## Short task
Copy out the lines word for word, the stretch from the one containing "of the emblem" through the end, and include nothing else.

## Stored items
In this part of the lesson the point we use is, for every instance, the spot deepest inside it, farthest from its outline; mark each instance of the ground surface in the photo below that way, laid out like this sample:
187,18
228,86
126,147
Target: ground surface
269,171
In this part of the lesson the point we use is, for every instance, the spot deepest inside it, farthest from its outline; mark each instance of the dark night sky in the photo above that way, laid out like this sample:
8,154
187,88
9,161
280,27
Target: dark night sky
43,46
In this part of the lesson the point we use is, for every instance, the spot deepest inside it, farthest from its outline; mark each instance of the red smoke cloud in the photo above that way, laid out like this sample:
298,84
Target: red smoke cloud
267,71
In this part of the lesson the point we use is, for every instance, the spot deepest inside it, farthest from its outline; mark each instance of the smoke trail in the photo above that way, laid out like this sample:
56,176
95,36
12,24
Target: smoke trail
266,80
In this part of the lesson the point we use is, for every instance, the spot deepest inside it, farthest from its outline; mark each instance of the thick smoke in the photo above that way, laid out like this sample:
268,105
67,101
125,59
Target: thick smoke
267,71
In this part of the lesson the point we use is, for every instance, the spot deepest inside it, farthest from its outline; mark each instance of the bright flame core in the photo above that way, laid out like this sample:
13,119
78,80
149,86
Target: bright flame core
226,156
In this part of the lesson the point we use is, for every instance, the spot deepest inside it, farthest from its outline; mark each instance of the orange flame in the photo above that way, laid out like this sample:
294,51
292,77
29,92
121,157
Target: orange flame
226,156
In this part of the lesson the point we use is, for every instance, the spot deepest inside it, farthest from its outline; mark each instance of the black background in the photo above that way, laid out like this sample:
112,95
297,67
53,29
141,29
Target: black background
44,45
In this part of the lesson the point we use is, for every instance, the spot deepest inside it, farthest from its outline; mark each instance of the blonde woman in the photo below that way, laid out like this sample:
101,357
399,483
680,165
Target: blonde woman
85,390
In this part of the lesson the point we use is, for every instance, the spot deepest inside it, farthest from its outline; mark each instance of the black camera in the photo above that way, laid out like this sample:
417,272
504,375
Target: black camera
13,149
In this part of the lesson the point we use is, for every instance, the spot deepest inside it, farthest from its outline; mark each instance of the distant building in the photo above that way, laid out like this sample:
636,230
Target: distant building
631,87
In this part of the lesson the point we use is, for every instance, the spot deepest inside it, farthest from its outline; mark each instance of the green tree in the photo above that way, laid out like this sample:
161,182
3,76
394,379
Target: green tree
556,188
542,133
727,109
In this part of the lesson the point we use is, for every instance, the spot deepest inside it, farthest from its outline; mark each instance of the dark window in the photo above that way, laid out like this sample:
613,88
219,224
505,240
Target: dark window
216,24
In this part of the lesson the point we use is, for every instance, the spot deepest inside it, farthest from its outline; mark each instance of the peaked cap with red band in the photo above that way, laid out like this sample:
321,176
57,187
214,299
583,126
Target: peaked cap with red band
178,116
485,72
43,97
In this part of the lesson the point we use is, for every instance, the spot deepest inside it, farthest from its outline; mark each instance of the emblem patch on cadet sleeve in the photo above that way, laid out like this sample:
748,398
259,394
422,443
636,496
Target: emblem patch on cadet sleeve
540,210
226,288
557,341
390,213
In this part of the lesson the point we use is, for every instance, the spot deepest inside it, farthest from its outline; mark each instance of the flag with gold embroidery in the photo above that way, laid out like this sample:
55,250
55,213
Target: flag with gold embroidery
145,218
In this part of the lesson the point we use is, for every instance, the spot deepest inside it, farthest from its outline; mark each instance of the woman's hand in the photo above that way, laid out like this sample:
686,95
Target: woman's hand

## Reply
In this part of the lesson the point we use is, for every instance, the spot deepest inside it, farthest from its outline; mark each instance of the emblem patch on cadet sleeve in the photo above that way, laid out like this sample:
748,398
259,394
422,443
636,496
Target: emblem patch on cadet sleeve
540,210
226,288
557,341
390,213
In this part of the lesson the point we use is, for every instance, the spot deepest inside it, farthest from its outline; mark each instance of the flag with gold embroidery in the photo above that way, laid out like this sample:
55,250
55,213
Target: flag with gold embroidery
145,218
In this part of the lesson the point we use is, for every instance, the spot deepest inside it, farthest from its outline; mark each instance of the woman's hand in the photo above that way, laid out like this sample:
686,95
Target: woman's hand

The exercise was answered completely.